INSTRUCTIONS FOR THE TASK:
From the painters' forum thread, reproduce word for word the passage from "## NCPaint1 (Aug" up to and including "of this thing.".
--- START SOURCE ---
I wish I knew where the popcorn eating emoticon was, everyone imagine that I posted that emoticon here.


----------



## NCPaint1 (Aug 6, 2009)

Nobody busted out " the handy paint pail"? 

I've seen a plastic thumb guard that works with TJ's method. Keeps the bail from digging into your thumb. Maybe someone can help me find a pic of this thing.


----------



## Schmidt & Co. (Nov 6, 2008)

Whajado said:


> You’ve got to be kidding me. I’d like to see someone hold a can like that for 10-12 hrs a day, day after day.
> 
> I never paint out of a single can. It’s too slow and there’s no place to hang a brush and 4” wiz. I live in a different world. Production is key for me and you ain’t making production messin around with a single.
> 
> I use at least a deuce filled half way, pot hook on the handle and 4” wiz and grate inside pot, 3” barrel Purdy with hook. I hold the pot by the handle hung down about waist high in either hand depends what side I’m painting. I brush and cut with both hands so a little twist and switch of the pot either hand is ready for production.


Same world as me actually, and I prefer to cut out of a single mostly.


----------



## Retired (Jul 27, 2010)

Why is someone using Gardz on brick?


----------



## johnpaint (Sep 20, 2008)

Schmidt & Co. said:


> _Real _painters carry fivers over there sholders, while climbing a 40'er.......:whistling2:


I saw a guy fill up his back pockets with paint from carrying a five that way.


----------



## Schmidt & Co. (Nov 6, 2008)

johnpaint said:


> I saw a guy fill up his back pockets with paint from carrying a five that way.


Oh man.... That had to suck!


----------



## ReNt A PaInTeR (Dec 28, 2008)
--- END SOURCE ---
--- START ITEMS ---
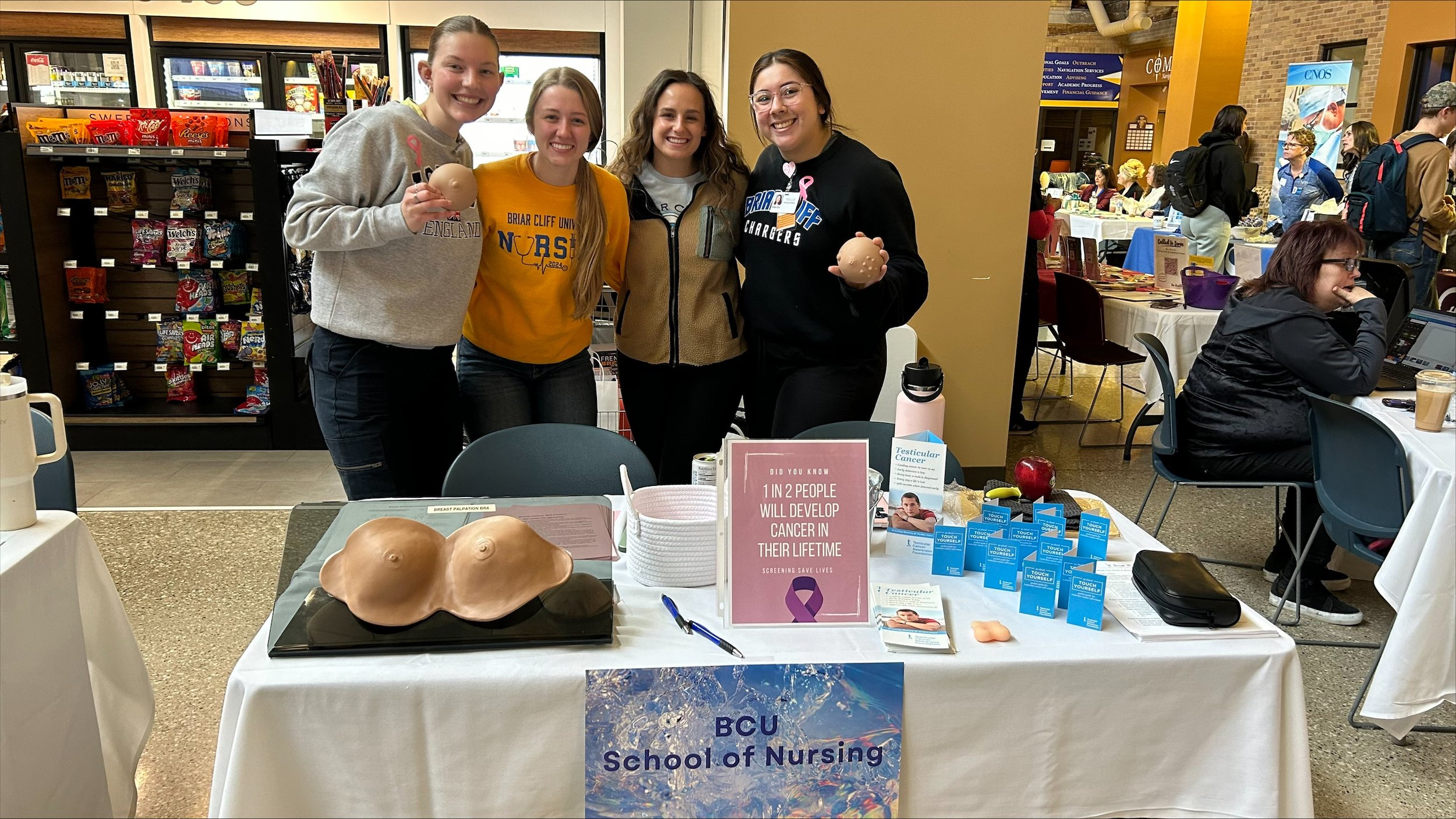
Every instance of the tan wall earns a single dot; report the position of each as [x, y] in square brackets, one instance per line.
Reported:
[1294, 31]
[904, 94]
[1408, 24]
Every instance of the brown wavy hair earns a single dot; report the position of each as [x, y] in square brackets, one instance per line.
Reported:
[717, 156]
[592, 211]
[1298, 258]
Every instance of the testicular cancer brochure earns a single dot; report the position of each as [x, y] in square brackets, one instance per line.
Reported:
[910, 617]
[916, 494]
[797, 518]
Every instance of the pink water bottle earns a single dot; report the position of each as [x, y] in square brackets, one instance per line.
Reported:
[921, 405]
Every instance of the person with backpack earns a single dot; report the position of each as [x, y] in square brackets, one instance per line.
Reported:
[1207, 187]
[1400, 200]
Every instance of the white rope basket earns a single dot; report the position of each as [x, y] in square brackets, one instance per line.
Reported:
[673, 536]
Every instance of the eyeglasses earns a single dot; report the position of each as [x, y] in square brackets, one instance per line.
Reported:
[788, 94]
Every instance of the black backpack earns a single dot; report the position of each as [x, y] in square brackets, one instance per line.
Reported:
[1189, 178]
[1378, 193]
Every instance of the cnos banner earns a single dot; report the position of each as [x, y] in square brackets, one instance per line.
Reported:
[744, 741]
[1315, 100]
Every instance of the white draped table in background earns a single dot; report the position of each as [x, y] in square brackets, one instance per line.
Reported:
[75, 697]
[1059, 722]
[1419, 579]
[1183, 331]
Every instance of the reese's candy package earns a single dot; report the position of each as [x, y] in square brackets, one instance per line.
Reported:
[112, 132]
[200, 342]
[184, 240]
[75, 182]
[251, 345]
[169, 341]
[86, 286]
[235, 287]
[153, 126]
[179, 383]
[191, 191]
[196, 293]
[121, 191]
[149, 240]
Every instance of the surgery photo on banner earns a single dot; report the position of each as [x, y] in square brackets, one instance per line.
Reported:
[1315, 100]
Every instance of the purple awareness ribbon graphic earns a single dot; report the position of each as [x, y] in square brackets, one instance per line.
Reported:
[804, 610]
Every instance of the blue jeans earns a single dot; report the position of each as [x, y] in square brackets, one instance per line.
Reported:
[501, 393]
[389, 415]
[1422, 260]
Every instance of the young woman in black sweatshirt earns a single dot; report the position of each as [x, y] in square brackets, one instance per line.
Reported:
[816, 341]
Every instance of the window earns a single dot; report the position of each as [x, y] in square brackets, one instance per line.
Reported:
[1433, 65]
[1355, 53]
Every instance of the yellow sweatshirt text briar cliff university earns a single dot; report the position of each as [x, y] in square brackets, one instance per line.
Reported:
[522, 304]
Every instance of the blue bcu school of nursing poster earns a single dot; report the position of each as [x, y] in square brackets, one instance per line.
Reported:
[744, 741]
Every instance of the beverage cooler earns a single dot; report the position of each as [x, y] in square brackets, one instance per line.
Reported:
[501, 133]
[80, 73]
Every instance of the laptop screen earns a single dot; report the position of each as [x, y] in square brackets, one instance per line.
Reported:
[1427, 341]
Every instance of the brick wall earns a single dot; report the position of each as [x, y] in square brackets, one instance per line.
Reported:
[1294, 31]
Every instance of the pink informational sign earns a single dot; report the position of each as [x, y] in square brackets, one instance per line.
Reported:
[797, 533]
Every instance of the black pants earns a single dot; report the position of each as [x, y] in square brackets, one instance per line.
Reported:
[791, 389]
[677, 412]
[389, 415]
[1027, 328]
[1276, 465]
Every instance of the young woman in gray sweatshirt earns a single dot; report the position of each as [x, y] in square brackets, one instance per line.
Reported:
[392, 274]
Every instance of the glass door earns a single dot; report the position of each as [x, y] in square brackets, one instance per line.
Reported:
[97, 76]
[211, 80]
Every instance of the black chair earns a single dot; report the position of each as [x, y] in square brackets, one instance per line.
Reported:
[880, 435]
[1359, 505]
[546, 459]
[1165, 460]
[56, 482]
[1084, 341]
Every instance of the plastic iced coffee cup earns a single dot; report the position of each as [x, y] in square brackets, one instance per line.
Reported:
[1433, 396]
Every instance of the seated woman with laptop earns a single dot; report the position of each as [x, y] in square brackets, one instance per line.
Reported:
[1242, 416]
--- END ITEMS ---
--- START ITEMS ---
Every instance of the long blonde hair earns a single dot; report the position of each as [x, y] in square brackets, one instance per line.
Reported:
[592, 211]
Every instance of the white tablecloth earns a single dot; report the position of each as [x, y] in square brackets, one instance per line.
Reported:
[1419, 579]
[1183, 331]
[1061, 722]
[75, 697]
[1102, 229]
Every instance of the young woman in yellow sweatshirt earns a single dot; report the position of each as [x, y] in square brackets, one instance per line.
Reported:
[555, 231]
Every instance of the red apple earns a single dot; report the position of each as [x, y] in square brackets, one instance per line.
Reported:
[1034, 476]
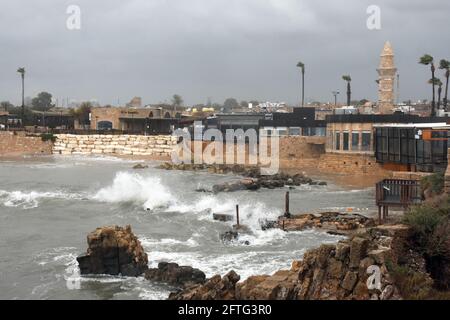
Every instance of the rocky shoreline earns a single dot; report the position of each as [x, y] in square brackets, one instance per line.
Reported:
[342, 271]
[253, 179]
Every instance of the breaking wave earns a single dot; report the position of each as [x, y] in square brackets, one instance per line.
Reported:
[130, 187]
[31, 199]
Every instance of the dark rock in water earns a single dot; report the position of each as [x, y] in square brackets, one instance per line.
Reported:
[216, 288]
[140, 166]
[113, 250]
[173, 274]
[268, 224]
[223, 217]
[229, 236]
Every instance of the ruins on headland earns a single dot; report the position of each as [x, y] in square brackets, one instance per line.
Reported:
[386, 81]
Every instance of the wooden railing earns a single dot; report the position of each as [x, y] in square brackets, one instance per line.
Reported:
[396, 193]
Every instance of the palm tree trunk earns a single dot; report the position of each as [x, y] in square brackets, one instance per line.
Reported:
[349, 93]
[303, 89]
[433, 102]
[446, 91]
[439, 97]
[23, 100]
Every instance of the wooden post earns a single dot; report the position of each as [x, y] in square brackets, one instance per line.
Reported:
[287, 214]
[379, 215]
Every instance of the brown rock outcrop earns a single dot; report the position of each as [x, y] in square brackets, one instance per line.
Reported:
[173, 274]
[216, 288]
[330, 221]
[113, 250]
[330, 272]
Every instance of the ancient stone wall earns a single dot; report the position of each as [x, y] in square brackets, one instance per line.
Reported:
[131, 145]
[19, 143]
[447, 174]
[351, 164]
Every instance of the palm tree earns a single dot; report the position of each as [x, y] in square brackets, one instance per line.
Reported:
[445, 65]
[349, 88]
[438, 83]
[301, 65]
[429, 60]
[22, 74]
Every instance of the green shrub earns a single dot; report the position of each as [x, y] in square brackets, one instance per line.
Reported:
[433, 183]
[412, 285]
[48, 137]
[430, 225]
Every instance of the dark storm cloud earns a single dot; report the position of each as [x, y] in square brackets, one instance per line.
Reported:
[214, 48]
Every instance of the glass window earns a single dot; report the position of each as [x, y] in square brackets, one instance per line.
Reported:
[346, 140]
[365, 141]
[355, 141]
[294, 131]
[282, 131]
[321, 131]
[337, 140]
--- END ITEMS ---
TASK RESPONSE:
## NCPaint1 (Aug 6, 2009)

Nobody busted out " the handy paint pail"? 

I've seen a plastic thumb guard that works with TJ's method. Keeps the bail from digging into your thumb. Maybe someone can help me find a pic of this thing.